** start **

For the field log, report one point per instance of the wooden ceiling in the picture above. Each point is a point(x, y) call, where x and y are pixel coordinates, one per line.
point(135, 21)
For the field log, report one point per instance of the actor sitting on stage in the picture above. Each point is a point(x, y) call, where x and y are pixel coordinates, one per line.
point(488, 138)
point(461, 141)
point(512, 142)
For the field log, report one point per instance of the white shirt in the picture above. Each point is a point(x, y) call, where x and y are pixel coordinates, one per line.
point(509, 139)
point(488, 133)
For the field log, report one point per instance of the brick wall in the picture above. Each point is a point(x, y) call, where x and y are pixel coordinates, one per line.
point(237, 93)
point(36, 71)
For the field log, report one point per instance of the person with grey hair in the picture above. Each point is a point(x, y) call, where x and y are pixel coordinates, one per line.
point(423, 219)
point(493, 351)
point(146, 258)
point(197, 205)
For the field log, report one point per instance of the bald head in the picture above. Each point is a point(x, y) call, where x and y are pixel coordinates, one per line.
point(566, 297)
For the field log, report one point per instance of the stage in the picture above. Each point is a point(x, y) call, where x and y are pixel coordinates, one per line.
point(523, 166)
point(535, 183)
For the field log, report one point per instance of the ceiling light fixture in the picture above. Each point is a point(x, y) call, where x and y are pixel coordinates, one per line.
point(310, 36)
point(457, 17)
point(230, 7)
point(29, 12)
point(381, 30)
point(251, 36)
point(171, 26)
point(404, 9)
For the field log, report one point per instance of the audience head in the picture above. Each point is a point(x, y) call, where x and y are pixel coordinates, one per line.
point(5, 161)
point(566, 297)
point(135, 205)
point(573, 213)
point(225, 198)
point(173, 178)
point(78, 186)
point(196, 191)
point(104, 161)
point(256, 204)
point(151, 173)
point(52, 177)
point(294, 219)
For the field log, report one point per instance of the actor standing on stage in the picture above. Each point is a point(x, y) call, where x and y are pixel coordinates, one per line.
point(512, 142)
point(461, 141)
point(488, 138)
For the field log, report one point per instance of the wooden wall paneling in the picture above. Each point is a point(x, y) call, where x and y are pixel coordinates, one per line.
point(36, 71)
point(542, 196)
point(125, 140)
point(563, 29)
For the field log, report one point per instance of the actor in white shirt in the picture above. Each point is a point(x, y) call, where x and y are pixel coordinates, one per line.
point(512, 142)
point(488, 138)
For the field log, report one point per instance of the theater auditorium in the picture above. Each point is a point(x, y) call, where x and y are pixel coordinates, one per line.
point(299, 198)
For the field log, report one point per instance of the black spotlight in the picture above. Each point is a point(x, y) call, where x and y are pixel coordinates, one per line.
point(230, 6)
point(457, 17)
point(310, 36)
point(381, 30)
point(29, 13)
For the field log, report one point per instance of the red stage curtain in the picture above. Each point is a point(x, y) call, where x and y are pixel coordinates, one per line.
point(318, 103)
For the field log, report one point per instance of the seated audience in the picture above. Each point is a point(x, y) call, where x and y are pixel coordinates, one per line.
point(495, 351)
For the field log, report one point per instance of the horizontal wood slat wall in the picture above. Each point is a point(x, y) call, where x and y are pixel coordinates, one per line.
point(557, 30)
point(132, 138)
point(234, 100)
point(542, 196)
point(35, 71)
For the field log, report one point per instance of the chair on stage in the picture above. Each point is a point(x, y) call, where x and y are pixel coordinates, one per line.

** end **

◆ **Stated exercise**
Turn all the rows above into a numbered list, leaving out any blank lines.

◆ **Output for this task**
1. For the field log, report one point per instance of the wooden ceiling in the picture above. Each point is a point(x, y) call, where x and y are pixel coordinates, one per line.
2. point(135, 21)
3. For the field log, report one point per instance of the actor sitting on stage in the picture above. Each point is a point(x, y) call, where x and y are pixel coordinates, one per line.
4. point(488, 138)
5. point(461, 141)
6. point(512, 142)
7. For the field log, report one point per instance of the white shirt in the picture above. Each point is a point(x, y) call, where x and y are pixel coordinates, one per line.
8. point(509, 139)
9. point(488, 133)
10. For the field log, report one point per instance of the brick wall in the picture above. Each point is a point(x, y) call, where x and y are pixel coordinates, one per line.
11. point(237, 93)
12. point(36, 71)
13. For the field log, report one point per instance of the person with grey hair in the picture above. Each point is a point(x, y) call, where x and y are pixel coordinates, one per line.
14. point(423, 219)
15. point(493, 351)
16. point(146, 258)
17. point(197, 205)
18. For the field log, report one point per instance of the bald head in the picture above. Each point is a point(x, y) call, where x and y are pixel coordinates, one per line.
19. point(566, 297)
20. For the field log, report one point per instance of the stage in the picture above. Each point is a point(x, y) call, where x and y are pixel coordinates, one per line.
21. point(523, 166)
22. point(535, 183)
23. For the field log, report one point per instance of the ceiling light fixture in the picture above. Each point is a point(x, y) call, where x and y are pixel coordinates, one per line.
24. point(310, 36)
25. point(457, 17)
26. point(230, 7)
27. point(29, 12)
28. point(381, 30)
29. point(251, 36)
30. point(171, 26)
31. point(404, 9)
32. For the field log, report one point per instance of the audience head in the picture above. Each point is a point(x, y) call, where x and y are pixel coordinates, one per line.
33. point(5, 161)
34. point(566, 297)
35. point(135, 205)
36. point(573, 213)
37. point(225, 198)
38. point(173, 178)
39. point(78, 186)
40. point(196, 191)
41. point(104, 161)
42. point(256, 204)
43. point(151, 173)
44. point(52, 177)
45. point(294, 219)
46. For the field log, report one point per instance of the actor standing on stage in the picture above. Each point is a point(x, y) call, where x and y are pixel coordinates, one per line.
47. point(512, 142)
48. point(461, 141)
49. point(488, 138)
50. For the field log, report one point per instance of the wooden wall paneling in the picture above. Each point is a point(x, y) call, where x and y are pixel coordinates, one per line.
51. point(36, 71)
52. point(542, 196)
53. point(125, 140)
54. point(563, 29)
55. For the field log, report one point per instance of the actor in white shirt in the picture above. Each point is a point(x, y) call, where x and y are pixel coordinates, one per line.
56. point(512, 142)
57. point(488, 138)
58. For the field log, report one point per instance of the theater auditorium in the picture above. Each point is a point(x, y) call, where x and y are pixel coordinates, one per line.
59. point(299, 198)
60. For the field log, report one point per instance of the black spotlight in the picture above. Each point is a point(x, y) call, where x and y are pixel coordinates, one per line.
61. point(230, 6)
62. point(457, 17)
63. point(310, 36)
64. point(381, 30)
65. point(29, 13)
66. For the field log, report one point per instance of the red stage curtain in the picture above. Each point is a point(x, y) call, where x and y are pixel coordinates, one per line.
67. point(318, 103)
68. For the field log, report one point per instance of the seated audience in the picture above. Each point is a point(x, y) call, where x and y are pixel coordinates, one per line.
69. point(495, 351)
70. For the field log, report one point per instance of the horizontal wood slat wall in the picture above. Each point is a point(x, y) call, where x and y are pixel coordinates, one per line.
71. point(557, 30)
72. point(132, 138)
73. point(234, 100)
74. point(542, 196)
75. point(35, 71)
76. For the field log, report one point per instance of the chair on stage in the picture above. Each point is a point(x, y) call, where x and y are pixel coordinates, one per line.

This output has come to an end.